Раз за разом срываясь в своих попытках восстановить «связь времен», герой-агонист вместе с тем делает и другую комически-отчаянную ставку против хаоса — на силлогистику, научную систематику и аналитику. Вот он блуждает в лабиринтах математики, разгадывая темное уравнение с шестью рублями и «иксом» литража или высчитывая время, найденное на покупку гостинцев между отменяющими время дозами охотничьей. А вот — упорядочивает «страшный мир» за счет каталогизации и классификации: составляет списки выпитого и купленного для опохмелки, выделяет три типа тошноты, выводит рвотный алгоритм в зависимости от порядкового счета доз. И наконец, — спасается от «звериного оскала бытия» в сфере изысканных дефиниций и силлогизмов: то переворачивает формулу воздействия кориандровой на душу и тело, то указывает на «тонкое» различение между «сблевать» и «стошнит» (130).

○ ○ ○ ○ ○ ○ ○

▶ **Задание 1**:
Найдите и выпишите каждую строку данных, в которой встречается слово «ambulance», учитывая регистр букв.
Исходный текст никак не связан со строками данных.

○ ○ ○ ○ ○ ○ ○

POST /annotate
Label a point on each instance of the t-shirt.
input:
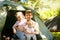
(20, 23)
(29, 29)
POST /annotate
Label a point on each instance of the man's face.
(28, 16)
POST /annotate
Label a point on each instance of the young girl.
(30, 31)
(18, 27)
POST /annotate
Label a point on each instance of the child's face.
(28, 16)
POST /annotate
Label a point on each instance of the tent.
(7, 19)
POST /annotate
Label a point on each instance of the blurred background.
(48, 10)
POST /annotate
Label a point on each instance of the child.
(18, 27)
(30, 31)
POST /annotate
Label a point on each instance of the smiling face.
(28, 15)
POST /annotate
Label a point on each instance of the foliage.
(47, 9)
(56, 35)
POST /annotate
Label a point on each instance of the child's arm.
(14, 28)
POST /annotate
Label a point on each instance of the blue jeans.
(20, 35)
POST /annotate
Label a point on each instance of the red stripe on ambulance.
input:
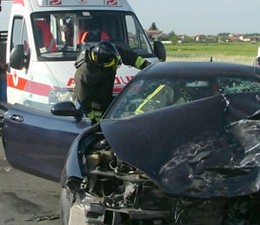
(18, 2)
(29, 86)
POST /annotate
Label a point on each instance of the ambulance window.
(19, 33)
(136, 36)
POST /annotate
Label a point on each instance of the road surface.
(26, 199)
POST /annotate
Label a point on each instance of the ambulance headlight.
(60, 95)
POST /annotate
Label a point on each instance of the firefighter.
(95, 77)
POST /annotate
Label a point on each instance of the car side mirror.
(18, 60)
(66, 108)
(159, 50)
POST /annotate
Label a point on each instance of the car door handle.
(16, 118)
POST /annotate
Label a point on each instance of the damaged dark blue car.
(179, 145)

○ ○ ○ ○ ○ ○ ○

▶ **Задание 2**:
Ответьте на вопросы по исходному тексту.
(a) Сколько типов тошноты выделяет герой?
(b) Какая сумма денег входит в уравнение, которое разгадывает герой?
(c) Между какими двумя словами герой указывает на «тонкое» различение?

▶ **Полный ответ 1**:
Label a point on each instance of the red stripe on ambulance.
Label a point on each instance of the ambulance window.
Label a point on each instance of the ambulance headlight.

▶ **Полный ответ 2**:
(a) Три.
(b) Шесть рублей.
(c) Между «сблевать» и «стошнит».